▶ **Objectifs**
A – Selon le passage à lire, dans quel établissement Anne Boulo enseigne-t-elle depuis la rentrée scolaire 2020 ?
B – Reproduisez fidèlement l'extrait du passage à lire qui va de « Très impliquée à » jusqu'à « un atout précieux. ».

Dès mon arrivée au Vietnam, je me suis impliqué dans l’associatif, plus particulièrement la représentation de nos entreprises et la défense de notre commerce extérieur à la Chambre de Commerce dont j’ai assuré la présidence à deux reprises, avant d’être élu au Conseil Supérieur des Français de l’Etranger (aujourd’hui l’Assemblée des Français de l’étranger) en 2000.
Mon implication auprès des entreprises ne m’a pas empêché de m’investir sur le plan social avec à la fin des années 90, la création de la section Vietnam de Français du Monde. Puis j’ai été à l’initiative de la création du Comité de Solidarité et plus récemment de « Point d’écoute » association de bénévoles destinée à aider nos compatriotes dans leurs démarches administratives, dossiers de bourses scolaires, mais aussi, et cela devient la part la plus importante de nos actions, toutes les difficultés liées à la dématérialisation.
À l’Assemblée des Français de l’Etranger, j’ai toujours siégé à la commission des Finances et après en avoir assuré la présidence j’ai été, à la faveur de la réforme, qui pour la première fois instituait un président élu, président de cette Assemblée ces sept dernières années.
Présentez-nous votre co-listière Anne Boulo…
Anne Boulo, avec qui je fais équipe pour ces élections, a été élue conseillère consulaire en 2014 sur une liste que nous menions tous les deux puis, toujours sur une liste commune, élue la même année à l’Assemblée des Français de l’étranger. Enseignante, elle a, elle aussi, une grande expérience de l’expatriation ayant vécu sur trois continents, l’Europe, l’Asie et maintenant l’Afrique, puisque depuis la rentrée scolaire 2020, elle enseigne au lycée Charlemagne de Pointe-Noire, au Congo.
Arrivée il y a moins d’un an, son expérience d’élue sortante, ses qualités de dialogue et son engagement immédiat auprès de nos compatriotes, lui ont permis d’être élue Conseillère des Français de l’Etranger et présidente du Conseil Consulaire à Pointe-Noire.
Très impliquée à l’Assemblée des Français de l’Etranger dans la commission des affaires sociales, elle a mené plusieurs travaux notamment sur le « Handicap et vie à l’étranger ». Elle a été également très active en ce qui concerne le dispositif d’aide à la scolarité puisqu’ensemble nous sommes intervenus par nos nombreuses questions écrites à l’Agence pour l’Enseignement Français à l’Etranger, pour améliorer le fonctionnement de ce dispositif et celui des Conseils Consulaires des Bourses scolaires. Elle est pour notre liste un atout précieux.

▶ **Données fournies**
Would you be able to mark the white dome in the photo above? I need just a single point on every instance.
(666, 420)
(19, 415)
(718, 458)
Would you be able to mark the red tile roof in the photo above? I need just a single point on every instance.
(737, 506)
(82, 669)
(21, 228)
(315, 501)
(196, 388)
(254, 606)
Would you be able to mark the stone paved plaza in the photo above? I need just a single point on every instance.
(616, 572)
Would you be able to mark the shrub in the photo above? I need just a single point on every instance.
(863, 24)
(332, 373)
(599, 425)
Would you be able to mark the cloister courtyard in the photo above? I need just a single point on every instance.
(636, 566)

▶ **Liste des corrigés**
A – Au lycée Charlemagne de Pointe-Noire, au Congo.

B –
Très impliquée à l’Assemblée des Français de l’Etranger dans la commission des affaires sociales, elle a mené plusieurs travaux notamment sur le « Handicap et vie à l’étranger ». Elle a été également très active en ce qui concerne le dispositif d’aide à la scolarité puisqu’ensemble nous sommes intervenus par nos nombreuses questions écrites à l’Agence pour l’Enseignement Français à l’Etranger, pour améliorer le fonctionnement de ce dispositif et celui des Conseils Consulaires des Bourses scolaires. Elle est pour notre liste un atout précieux.